Task. The records appear below. Repeat them exactly.
-------- Data records
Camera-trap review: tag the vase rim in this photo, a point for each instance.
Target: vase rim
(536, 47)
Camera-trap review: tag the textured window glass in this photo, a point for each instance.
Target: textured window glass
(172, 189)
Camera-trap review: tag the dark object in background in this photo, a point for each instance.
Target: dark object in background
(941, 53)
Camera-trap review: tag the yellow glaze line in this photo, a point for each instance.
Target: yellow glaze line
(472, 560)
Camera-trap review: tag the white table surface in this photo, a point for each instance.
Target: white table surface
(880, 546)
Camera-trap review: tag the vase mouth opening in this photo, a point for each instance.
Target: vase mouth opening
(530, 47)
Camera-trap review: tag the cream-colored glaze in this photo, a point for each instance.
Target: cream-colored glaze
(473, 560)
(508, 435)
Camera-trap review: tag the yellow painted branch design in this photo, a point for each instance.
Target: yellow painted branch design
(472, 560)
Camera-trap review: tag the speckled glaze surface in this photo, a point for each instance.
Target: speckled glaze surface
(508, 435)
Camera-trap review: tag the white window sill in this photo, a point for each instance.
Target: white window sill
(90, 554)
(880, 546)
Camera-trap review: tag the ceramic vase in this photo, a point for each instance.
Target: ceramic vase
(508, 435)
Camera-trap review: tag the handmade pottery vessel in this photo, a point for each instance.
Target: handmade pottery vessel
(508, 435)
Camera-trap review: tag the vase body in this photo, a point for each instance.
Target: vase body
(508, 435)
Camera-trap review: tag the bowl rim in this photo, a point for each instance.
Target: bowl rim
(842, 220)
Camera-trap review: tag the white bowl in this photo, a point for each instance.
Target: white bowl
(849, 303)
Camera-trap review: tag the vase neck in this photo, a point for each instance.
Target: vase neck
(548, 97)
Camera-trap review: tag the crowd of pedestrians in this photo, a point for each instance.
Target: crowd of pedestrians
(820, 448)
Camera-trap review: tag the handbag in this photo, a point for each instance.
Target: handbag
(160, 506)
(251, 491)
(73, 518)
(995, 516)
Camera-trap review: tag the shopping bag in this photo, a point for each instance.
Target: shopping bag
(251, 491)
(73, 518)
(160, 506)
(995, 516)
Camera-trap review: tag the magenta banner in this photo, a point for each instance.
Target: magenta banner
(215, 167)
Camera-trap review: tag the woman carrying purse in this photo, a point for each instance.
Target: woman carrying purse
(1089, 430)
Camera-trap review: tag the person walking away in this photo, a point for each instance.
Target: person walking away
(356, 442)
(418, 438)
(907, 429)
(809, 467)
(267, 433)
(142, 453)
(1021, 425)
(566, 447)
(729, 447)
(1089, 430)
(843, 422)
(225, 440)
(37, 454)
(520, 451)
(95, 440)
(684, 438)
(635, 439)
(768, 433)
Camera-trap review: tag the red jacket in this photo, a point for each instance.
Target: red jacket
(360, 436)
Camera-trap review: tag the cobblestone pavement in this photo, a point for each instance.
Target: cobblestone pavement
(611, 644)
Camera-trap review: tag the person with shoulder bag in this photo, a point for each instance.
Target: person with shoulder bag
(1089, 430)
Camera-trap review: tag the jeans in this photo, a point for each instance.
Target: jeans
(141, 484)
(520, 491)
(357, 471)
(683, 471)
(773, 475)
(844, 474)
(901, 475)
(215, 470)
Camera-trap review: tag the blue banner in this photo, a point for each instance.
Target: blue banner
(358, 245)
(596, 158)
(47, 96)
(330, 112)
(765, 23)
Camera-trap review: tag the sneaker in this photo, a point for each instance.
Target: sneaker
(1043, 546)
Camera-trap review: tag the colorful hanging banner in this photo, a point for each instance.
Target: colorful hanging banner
----------------
The completed task.
Camera-trap review: tag the vase rim in this photo, a point for each instance.
Target: vase rim
(536, 47)
Camera-trap review: tag the textured window glass in this photo, a point for each instance.
Target: textured window glass
(172, 189)
Camera-trap review: tag the dark object in background in this photo, a point for each instance.
Target: dark object in background
(941, 53)
Camera-trap review: tag the yellow glaze line in this photo, a point for each instance.
Target: yellow glaze line
(472, 560)
Camera-trap review: tag the white table surface in this photo, a point for each instance.
Target: white table surface
(880, 546)
Camera-trap review: tag the vase mouth opening in this photo, a point for each instance.
Target: vase mouth opening
(530, 47)
Camera-trap review: tag the cream-colored glaze in this photo, a point for each instance.
Target: cream-colored glaze
(473, 560)
(508, 435)
Camera-trap review: tag the yellow painted branch design in this photo, a point for each instance.
Target: yellow painted branch design
(472, 560)
Camera-trap review: tag the speckled glaze surface in this photo, a point for each instance.
Target: speckled glaze surface
(508, 435)
Camera-trap review: tag the white window sill in this photo, a point for each instance.
Target: white window sill
(90, 554)
(880, 546)
Camera-trap review: tag the ceramic vase in this photo, a point for each instance.
Target: ceramic vase
(508, 435)
Camera-trap review: tag the handmade pottery vessel in this photo, a point for each instance.
Target: handmade pottery vessel
(508, 435)
Camera-trap review: tag the vase body in this photo, a point for each instance.
Target: vase body
(508, 435)
Camera-trap review: tag the bowl rim in this photo, a point for each instance.
Target: bowl rim
(842, 220)
Camera-trap review: tag the white bowl in this photo, a point for each instance.
Target: white bowl
(849, 303)
Camera-trap review: tag the vase neck in this photo, a point for each instance.
Target: vase neck
(548, 97)
Camera-trap review: tag the crowd of pedestrians in this photo, a point for each instance.
Target: crowd of pedestrians
(820, 448)
Camera-trap review: tag the handbag in this photo, a point for each instance.
Target: handbag
(160, 506)
(251, 491)
(73, 518)
(995, 516)
Camera-trap review: tag the shopping bag in this photo, a point for each instance.
Target: shopping bag
(251, 491)
(73, 518)
(160, 506)
(995, 516)
Camera-trap review: tag the magenta banner in this photo, a point for each instance.
Target: magenta banner
(215, 167)
Camera-trap review: tag the woman carrying purse in this photo, a point for each instance.
Target: woman carrying purse
(1089, 430)
Camera-trap review: tag the person walking away in this photo, a point for each instance.
Target: person walking away
(356, 442)
(418, 438)
(907, 429)
(809, 467)
(267, 433)
(142, 453)
(1021, 425)
(566, 447)
(729, 447)
(1089, 430)
(843, 422)
(225, 440)
(37, 454)
(520, 451)
(95, 440)
(684, 438)
(635, 439)
(768, 433)
Camera-trap review: tag the red jacket in this photo, a point for each instance.
Target: red jacket
(360, 436)
Camera-trap review: tag the cobblestone pavement in this photo, a point for each instance.
Target: cobblestone pavement
(611, 644)
Camera-trap review: tag the person with shoulder bag in this photo, a point for each instance.
Target: person with shoulder bag
(1089, 430)
Camera-trap review: tag the jeans in this photo, a point for each instance.
Target: jeans
(141, 484)
(520, 491)
(357, 471)
(683, 471)
(773, 475)
(844, 474)
(901, 475)
(215, 470)
Camera-trap review: tag the blue banner in this photo, a point for each instance.
Target: blue banner
(358, 245)
(596, 158)
(47, 96)
(330, 112)
(765, 23)
Camera-trap review: tag the sneaker in this photo, a point for each instance.
Target: sneaker
(1043, 546)
Camera-trap review: tag the colorful hanging banner in this photo, a point for each instance.
Target: colorful hanging banner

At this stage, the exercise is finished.